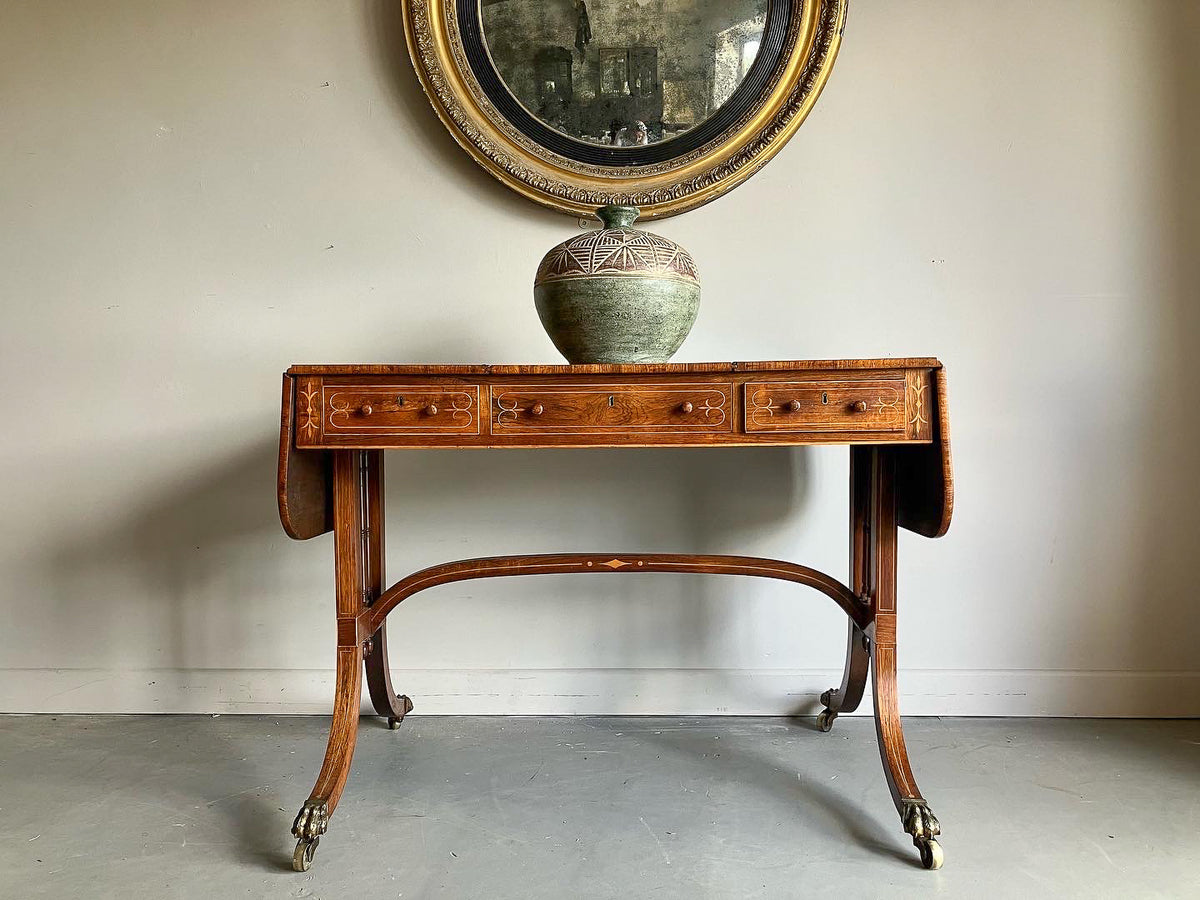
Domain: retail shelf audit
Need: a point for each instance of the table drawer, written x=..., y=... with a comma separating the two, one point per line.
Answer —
x=826, y=406
x=370, y=409
x=606, y=408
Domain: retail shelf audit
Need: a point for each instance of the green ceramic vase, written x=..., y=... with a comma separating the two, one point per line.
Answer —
x=617, y=294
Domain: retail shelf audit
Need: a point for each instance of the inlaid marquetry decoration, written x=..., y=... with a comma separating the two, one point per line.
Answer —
x=917, y=390
x=661, y=107
x=606, y=408
x=869, y=405
x=311, y=414
x=418, y=409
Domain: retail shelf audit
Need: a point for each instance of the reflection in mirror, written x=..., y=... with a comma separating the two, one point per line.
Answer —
x=623, y=72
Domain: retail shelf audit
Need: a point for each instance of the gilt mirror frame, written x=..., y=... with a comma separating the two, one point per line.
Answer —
x=448, y=51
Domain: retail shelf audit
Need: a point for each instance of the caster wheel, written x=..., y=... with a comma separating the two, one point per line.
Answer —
x=931, y=856
x=301, y=859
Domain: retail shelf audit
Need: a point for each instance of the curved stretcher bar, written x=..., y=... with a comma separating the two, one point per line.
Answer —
x=588, y=563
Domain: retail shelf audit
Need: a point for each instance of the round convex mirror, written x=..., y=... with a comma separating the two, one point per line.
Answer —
x=661, y=105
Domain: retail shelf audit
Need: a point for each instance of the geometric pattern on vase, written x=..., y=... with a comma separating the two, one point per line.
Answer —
x=617, y=251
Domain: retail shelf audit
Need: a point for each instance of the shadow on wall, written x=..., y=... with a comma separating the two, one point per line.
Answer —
x=203, y=582
x=190, y=570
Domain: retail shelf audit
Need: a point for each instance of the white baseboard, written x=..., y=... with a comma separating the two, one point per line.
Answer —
x=611, y=691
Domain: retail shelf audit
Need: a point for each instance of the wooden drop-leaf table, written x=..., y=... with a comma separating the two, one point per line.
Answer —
x=337, y=420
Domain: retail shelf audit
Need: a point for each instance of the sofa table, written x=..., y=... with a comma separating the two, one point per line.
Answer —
x=337, y=420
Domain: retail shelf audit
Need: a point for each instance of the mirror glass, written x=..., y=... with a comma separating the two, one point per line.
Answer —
x=623, y=72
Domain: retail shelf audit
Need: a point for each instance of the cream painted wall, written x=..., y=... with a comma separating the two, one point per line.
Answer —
x=196, y=195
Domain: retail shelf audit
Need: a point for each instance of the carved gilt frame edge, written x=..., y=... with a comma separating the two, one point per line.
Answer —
x=577, y=189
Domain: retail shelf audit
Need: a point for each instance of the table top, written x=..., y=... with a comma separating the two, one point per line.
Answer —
x=411, y=369
x=899, y=403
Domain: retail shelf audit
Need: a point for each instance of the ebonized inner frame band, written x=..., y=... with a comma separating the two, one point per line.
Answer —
x=754, y=85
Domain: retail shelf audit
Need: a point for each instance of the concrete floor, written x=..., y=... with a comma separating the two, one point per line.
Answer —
x=187, y=807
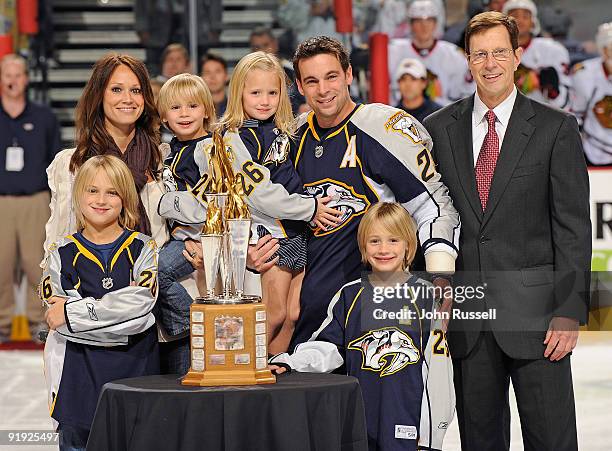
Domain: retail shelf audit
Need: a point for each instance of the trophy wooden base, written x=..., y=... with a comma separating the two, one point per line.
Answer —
x=228, y=345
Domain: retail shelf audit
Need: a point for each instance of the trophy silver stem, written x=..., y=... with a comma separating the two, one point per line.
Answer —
x=211, y=248
x=239, y=232
x=226, y=265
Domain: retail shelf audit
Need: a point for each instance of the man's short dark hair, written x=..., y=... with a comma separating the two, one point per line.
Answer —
x=210, y=56
x=487, y=20
x=262, y=31
x=320, y=45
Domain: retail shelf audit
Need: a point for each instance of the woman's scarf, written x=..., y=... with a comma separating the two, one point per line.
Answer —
x=137, y=157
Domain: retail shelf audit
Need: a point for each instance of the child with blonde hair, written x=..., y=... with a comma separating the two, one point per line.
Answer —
x=383, y=327
x=100, y=284
x=258, y=125
x=186, y=108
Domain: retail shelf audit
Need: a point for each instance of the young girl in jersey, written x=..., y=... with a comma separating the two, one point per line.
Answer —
x=100, y=285
x=258, y=124
x=186, y=107
x=375, y=327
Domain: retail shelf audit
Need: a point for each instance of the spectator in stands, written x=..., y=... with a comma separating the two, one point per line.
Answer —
x=161, y=22
x=592, y=99
x=158, y=23
x=116, y=116
x=174, y=61
x=411, y=78
x=29, y=139
x=214, y=72
x=263, y=39
x=449, y=78
x=543, y=74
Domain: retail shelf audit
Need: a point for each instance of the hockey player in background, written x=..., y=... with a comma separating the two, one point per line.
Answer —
x=447, y=71
x=543, y=74
x=592, y=99
x=403, y=364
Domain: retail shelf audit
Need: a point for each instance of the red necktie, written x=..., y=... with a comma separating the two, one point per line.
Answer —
x=487, y=159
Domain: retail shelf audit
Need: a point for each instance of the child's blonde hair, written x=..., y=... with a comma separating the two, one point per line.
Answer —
x=394, y=219
x=121, y=179
x=234, y=114
x=187, y=87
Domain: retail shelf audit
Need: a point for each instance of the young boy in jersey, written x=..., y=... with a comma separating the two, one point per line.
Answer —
x=403, y=365
x=259, y=120
x=100, y=285
x=186, y=108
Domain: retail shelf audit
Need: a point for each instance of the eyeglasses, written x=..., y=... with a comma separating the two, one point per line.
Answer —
x=482, y=55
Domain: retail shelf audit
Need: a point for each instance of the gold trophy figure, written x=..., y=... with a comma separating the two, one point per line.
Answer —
x=227, y=330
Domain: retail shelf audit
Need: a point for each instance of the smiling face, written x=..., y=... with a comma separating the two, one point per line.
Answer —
x=325, y=86
x=423, y=30
x=261, y=94
x=384, y=251
x=175, y=63
x=494, y=79
x=13, y=79
x=100, y=203
x=411, y=88
x=186, y=119
x=123, y=102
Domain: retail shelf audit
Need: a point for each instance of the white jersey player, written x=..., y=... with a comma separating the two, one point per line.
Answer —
x=447, y=70
x=592, y=99
x=543, y=74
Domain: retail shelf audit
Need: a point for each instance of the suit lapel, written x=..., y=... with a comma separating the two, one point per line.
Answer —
x=460, y=135
x=517, y=136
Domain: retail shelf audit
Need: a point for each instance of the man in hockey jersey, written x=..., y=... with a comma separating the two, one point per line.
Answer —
x=448, y=74
x=359, y=155
x=592, y=99
x=375, y=325
x=543, y=74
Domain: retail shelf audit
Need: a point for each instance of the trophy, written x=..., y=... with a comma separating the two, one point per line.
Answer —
x=228, y=329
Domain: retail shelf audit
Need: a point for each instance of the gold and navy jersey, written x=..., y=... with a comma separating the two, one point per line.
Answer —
x=110, y=329
x=268, y=201
x=182, y=173
x=270, y=148
x=403, y=364
x=378, y=153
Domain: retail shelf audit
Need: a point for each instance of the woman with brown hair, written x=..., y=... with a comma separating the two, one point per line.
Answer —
x=116, y=115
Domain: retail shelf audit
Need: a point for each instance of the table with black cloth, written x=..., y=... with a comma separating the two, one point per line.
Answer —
x=301, y=411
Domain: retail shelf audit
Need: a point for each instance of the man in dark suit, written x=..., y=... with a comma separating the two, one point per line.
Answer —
x=516, y=173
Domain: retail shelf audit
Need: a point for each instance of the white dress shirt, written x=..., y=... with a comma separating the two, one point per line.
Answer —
x=503, y=111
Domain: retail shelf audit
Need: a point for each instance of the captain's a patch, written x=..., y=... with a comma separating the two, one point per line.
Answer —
x=401, y=122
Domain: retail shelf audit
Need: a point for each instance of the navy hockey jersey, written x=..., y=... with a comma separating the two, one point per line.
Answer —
x=270, y=148
x=110, y=331
x=181, y=173
x=403, y=364
x=378, y=153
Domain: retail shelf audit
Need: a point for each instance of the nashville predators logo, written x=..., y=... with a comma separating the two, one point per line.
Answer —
x=344, y=199
x=278, y=151
x=404, y=124
x=386, y=350
x=603, y=112
x=168, y=179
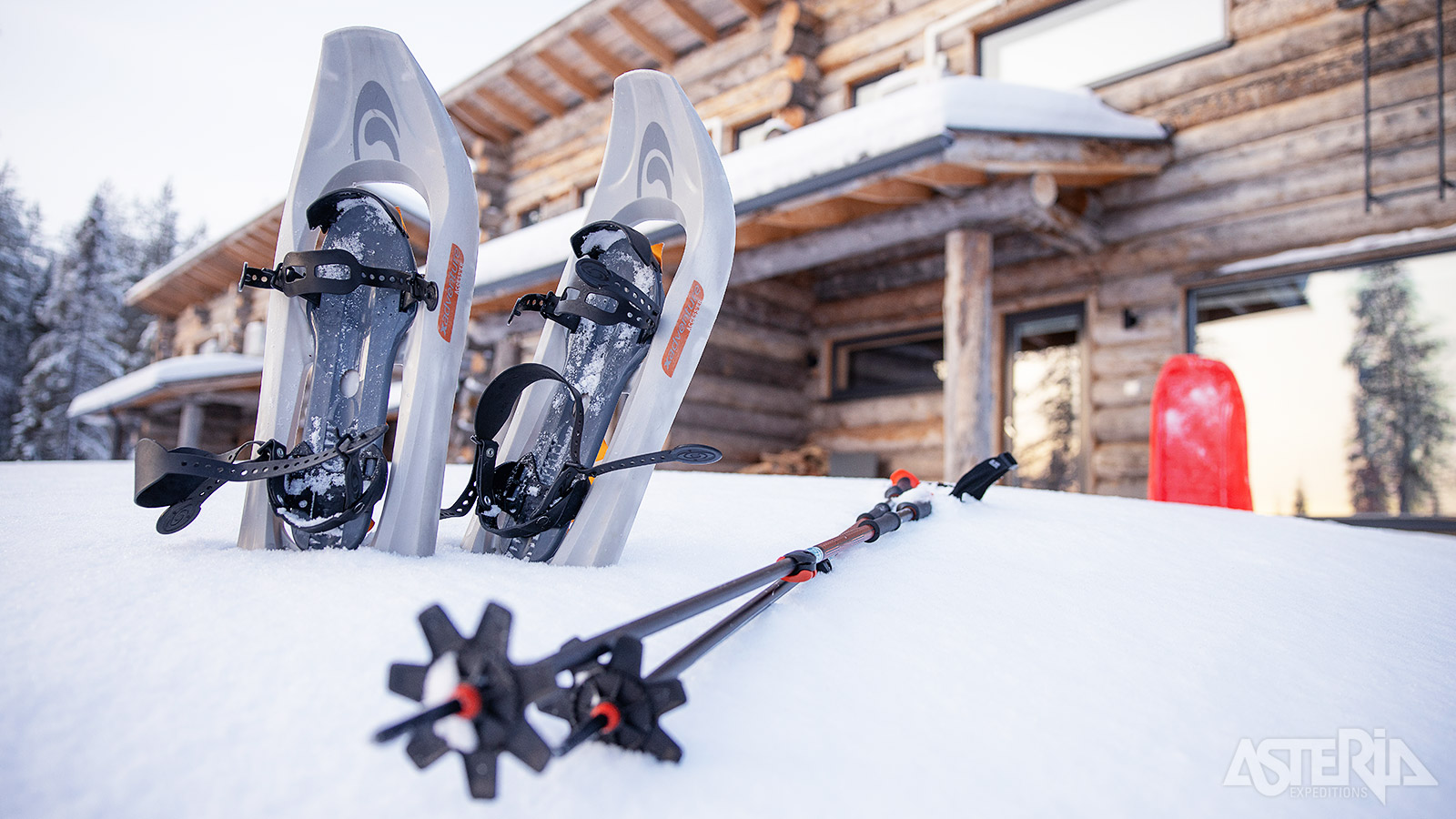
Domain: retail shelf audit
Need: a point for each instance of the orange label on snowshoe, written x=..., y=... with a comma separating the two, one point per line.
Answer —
x=684, y=325
x=451, y=292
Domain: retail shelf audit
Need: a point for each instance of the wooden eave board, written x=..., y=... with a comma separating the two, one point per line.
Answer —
x=1075, y=162
x=215, y=270
x=242, y=383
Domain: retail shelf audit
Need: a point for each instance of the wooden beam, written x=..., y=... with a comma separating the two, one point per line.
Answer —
x=599, y=55
x=497, y=106
x=692, y=19
x=1063, y=229
x=580, y=84
x=752, y=7
x=473, y=120
x=968, y=407
x=647, y=40
x=536, y=92
x=893, y=191
x=982, y=207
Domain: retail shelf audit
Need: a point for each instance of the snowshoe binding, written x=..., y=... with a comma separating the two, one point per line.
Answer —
x=615, y=343
x=611, y=314
x=347, y=303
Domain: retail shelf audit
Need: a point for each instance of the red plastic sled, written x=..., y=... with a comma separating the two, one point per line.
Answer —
x=1198, y=442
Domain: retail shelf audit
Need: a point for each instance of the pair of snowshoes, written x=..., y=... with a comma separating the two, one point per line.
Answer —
x=347, y=302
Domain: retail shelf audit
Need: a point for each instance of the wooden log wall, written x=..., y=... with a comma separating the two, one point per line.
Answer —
x=1267, y=157
x=749, y=392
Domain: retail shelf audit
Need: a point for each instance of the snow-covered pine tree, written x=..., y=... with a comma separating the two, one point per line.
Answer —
x=77, y=350
x=1401, y=419
x=22, y=266
x=150, y=241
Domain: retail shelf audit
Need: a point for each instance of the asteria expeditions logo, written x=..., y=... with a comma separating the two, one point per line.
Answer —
x=375, y=120
x=1276, y=765
x=655, y=160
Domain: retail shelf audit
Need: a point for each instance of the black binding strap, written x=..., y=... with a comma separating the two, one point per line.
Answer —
x=298, y=271
x=630, y=303
x=184, y=477
x=298, y=274
x=492, y=489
○ ○ ○ ○ ○ ○ ○
Switch "green ceramic vase" to "blue porcelain vase" in the records, from their start through the line with "x=617, y=294", and give those lines again with everything else unchanged. Leave the pictures out of your answer.

Domain: retail shelf audit
Need: a point for each instance of the table drawer, written x=..., y=... with a comma separating the two, one point per line.
Answer —
x=826, y=406
x=370, y=409
x=606, y=408
Domain: retail shelf audit
Need: a point for each instance of the blue porcelain vase, written x=..., y=... with a comma separating the two, one point per line.
Answer —
x=617, y=294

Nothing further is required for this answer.